[[ EXCERPTED DATA, beginning ]]

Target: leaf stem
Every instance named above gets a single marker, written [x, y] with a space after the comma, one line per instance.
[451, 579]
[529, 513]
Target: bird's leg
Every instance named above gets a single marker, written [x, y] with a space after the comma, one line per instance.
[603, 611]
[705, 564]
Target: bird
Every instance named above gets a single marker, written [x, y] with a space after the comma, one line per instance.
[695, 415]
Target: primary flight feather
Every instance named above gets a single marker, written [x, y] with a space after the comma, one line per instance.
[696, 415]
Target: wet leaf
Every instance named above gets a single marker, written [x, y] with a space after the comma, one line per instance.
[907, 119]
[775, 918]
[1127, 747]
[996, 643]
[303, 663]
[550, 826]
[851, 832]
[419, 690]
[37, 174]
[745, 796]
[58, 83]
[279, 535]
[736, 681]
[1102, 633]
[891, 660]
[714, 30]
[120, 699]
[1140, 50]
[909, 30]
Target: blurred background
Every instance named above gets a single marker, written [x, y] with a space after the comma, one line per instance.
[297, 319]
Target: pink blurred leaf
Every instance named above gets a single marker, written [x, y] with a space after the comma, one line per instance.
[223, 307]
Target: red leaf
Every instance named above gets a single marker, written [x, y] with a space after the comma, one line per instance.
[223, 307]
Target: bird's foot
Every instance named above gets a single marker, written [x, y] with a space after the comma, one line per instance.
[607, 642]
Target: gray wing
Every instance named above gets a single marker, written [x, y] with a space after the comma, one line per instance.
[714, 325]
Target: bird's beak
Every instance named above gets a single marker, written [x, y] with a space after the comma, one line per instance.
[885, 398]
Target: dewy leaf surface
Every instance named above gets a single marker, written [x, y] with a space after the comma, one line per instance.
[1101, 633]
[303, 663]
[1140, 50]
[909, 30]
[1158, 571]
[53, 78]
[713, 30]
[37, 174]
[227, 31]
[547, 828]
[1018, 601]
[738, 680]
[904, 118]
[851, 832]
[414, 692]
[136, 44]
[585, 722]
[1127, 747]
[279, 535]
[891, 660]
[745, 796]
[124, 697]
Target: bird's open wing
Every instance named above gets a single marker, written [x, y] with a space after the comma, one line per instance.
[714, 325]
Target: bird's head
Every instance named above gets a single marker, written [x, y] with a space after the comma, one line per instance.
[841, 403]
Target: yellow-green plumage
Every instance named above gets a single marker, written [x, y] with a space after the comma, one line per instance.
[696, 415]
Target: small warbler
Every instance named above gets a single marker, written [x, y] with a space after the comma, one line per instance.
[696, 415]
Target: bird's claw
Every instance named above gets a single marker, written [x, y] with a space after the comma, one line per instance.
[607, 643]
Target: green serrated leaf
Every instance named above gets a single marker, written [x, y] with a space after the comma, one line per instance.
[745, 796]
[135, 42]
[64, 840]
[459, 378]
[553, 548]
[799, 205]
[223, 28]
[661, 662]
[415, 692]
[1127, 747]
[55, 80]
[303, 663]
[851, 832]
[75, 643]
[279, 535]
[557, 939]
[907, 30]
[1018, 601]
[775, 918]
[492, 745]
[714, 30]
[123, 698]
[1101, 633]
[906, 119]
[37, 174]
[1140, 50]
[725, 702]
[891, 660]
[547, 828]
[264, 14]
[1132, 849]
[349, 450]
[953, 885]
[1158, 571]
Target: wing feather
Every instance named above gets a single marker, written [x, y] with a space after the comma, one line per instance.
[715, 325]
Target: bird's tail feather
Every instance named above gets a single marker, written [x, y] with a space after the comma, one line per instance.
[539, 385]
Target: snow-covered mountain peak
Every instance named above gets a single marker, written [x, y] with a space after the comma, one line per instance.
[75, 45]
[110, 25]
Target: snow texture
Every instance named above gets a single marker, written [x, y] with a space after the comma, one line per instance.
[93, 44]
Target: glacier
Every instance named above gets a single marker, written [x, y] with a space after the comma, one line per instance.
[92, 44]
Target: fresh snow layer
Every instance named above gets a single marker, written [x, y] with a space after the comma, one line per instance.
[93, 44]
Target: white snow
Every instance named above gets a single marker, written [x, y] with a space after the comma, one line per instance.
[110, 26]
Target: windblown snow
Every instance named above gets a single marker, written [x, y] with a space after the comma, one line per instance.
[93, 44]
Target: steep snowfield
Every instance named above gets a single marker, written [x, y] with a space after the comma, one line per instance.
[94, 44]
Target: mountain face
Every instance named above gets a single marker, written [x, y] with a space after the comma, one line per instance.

[[ EXCERPTED DATA, end ]]

WHAT TO DO: Set down again, word for word, the stretch of records from the line with "Target: bird's open wing" to the line with "Target: glacier", both of those lines included.

SOLUTION TO THIS EXERCISE:
Target: bird's open wing
Every instance named above gets a single marker, written [x, y] with a space after the comma, one line per instance.
[714, 325]
Target: bird's head
Every instance named above gets a single marker, written [x, y] with a space after the comma, one line per instance.
[841, 403]
Target: yellow-green plumage
Every instance named above gets a single marker, written [x, y] with a space after the comma, one line per instance.
[696, 415]
Target: small warbler
Every instance named above gets a single marker, written [x, y] with a space after the comma, one line per instance.
[696, 415]
Target: bird's claw
Every instance named above gets a single marker, written [x, y] with a space after the comma, one line per instance.
[607, 643]
Target: green serrated leaf
Every instance named above gets a single marker, written [x, y] with a space after the comma, one line per instance.
[745, 796]
[135, 42]
[64, 840]
[459, 378]
[553, 548]
[799, 205]
[223, 28]
[661, 662]
[415, 692]
[1127, 747]
[55, 80]
[303, 663]
[851, 832]
[75, 643]
[279, 535]
[557, 939]
[907, 30]
[1018, 601]
[775, 918]
[492, 745]
[714, 30]
[123, 698]
[1101, 633]
[906, 119]
[37, 174]
[1140, 50]
[725, 702]
[891, 660]
[547, 828]
[264, 14]
[1132, 849]
[349, 450]
[953, 885]
[1158, 571]
Target: wing feather
Every instance named above gets a single marker, written [x, y] with a space after the comma, one line per instance.
[715, 325]
Target: bird's tail feather
Every instance named above gets a single marker, written [x, y] with a space after the comma, one line per instance.
[539, 385]
Target: snow-covered mountain peak
Every instance named above gets a single marker, written [x, y] with a space after the comma, one line per instance.
[75, 45]
[110, 25]
Target: snow texture
Every instance named above gets a single marker, written [x, y] with a space after the comma, one line per instance.
[93, 44]
Target: glacier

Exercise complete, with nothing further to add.